WHAT IS BEING ASKED: The reply should hold every record, copied exactly.

SUPPLIED MATERIAL:
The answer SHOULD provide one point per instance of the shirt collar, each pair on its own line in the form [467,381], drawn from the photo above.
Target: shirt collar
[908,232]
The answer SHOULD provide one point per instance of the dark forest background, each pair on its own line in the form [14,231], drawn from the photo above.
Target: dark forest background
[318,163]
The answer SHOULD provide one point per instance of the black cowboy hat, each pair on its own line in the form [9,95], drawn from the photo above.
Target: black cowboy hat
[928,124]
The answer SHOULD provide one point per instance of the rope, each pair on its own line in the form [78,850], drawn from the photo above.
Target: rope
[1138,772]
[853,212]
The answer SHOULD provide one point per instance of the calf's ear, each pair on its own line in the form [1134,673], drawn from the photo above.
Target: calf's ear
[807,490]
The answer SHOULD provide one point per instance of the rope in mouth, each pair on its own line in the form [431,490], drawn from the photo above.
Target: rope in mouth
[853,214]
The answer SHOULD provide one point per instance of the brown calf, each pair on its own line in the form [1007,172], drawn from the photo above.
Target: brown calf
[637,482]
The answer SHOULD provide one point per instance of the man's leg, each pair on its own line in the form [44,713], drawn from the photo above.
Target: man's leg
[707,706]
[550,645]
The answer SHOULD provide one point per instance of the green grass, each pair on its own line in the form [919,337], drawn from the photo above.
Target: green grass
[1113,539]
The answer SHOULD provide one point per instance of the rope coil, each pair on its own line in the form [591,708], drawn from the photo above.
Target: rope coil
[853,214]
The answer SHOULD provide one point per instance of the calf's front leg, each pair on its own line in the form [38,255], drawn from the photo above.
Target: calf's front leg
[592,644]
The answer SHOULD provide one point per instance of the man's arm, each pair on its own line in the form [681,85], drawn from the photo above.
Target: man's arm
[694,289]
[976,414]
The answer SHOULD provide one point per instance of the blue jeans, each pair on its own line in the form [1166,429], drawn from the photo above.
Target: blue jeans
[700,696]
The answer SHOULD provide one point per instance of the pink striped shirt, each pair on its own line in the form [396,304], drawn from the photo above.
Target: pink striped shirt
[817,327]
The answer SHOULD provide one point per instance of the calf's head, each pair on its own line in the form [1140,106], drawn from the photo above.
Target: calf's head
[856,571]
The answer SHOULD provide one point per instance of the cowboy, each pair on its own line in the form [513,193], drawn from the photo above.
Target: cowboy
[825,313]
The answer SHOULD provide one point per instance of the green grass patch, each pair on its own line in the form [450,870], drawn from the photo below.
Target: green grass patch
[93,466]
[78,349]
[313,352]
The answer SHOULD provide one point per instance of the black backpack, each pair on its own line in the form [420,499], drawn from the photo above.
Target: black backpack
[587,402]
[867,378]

WRITTEN SOLUTION:
The answer SHOULD provide one point per instance of the shirt collar, each pair on its own line in the form [467,381], drawn from the photo above.
Target: shirt collar
[908,232]
The answer SHOULD provide one point per instance of the dark forest background, each pair on its own line in the form [14,231], drawn from the photo above.
Target: dark forest background
[318,163]
The answer SHOULD provide one point per instance of the black cowboy hat, each pair on its own line in the form [9,95], drawn from the photo above.
Target: black cowboy hat
[928,124]
The answer SHOULD provide one point per instance of the rope, each pair on its own line in the form [78,850], drawn from the photo above.
Target: rope
[1138,772]
[853,212]
The answer SHOULD provide one point per instance of the calf's ear, each pair on its own line in the form [1134,673], drawn from the photo above.
Target: calf's ear
[807,490]
The answer SHOULD provide one point per instance of the rope in mouth, each pair on its own line in the form [431,490], drawn from the photo above.
Target: rope in mouth
[853,214]
The answer SHOULD provide one point per instance of the brown calf, each pair on its own line in the form [1007,172], drawn from the photo above.
Target: brown calf
[637,482]
The answer SHOULD provide one point per instance of the man's leg, each pair on its own line in the form [44,713], drawn from the photo above.
Target: man's leg
[707,706]
[550,645]
The answer SHOULD provide one point per instance of the green grass, each pair on its own line in the form [919,337], drawn from the photo above.
Target: green grass
[1113,539]
The answer SHOULD provide one point per instance of the rope coil, each pair on its own line in the form [591,708], drawn from the photo above.
Target: rope coil
[853,214]
The answer SHOULD provide one point per instance of the calf's front leg, each pair on its own line in the form [38,255], drawn from the photo above.
Target: calf's front leg
[592,644]
The answer SHOULD provide one point per instance of the man's arm, each pair on its own line in the form [681,85], drawn from the photo above.
Target: man's arm
[694,289]
[976,414]
The answer SHOULD provide one point per instance of the blue jeans, each pair on its own line in the form [1166,429], drawn from the photo above.
Target: blue jeans
[700,696]
The answer SHOULD provide one point per instance of the pink striped shirt, each pair on its own line in the form [396,304], drawn from the photo above.
Target: pink striped shirt
[817,327]
The answer SHOULD provide one point per instance of the calf's head, each pair on its own line in the form [1140,106], drawn from the photo above.
Target: calf's head
[856,571]
The answer SHOULD provide one point per instance of the cowboy, each pair on its own line in the form [513,193], drawn from the photo above.
Target: cowboy
[825,313]
The answer SHOULD provide one point per instance of the green grass patch, each pair on its own line in the form [450,870], drawn from the photo below.
Target: green grass patch
[93,466]
[78,349]
[313,352]
The answer SHOULD provide one point per instance of the black backpack, each pair on its own line in the form [420,499], drawn from the photo above.
Target: black backpack
[587,402]
[867,378]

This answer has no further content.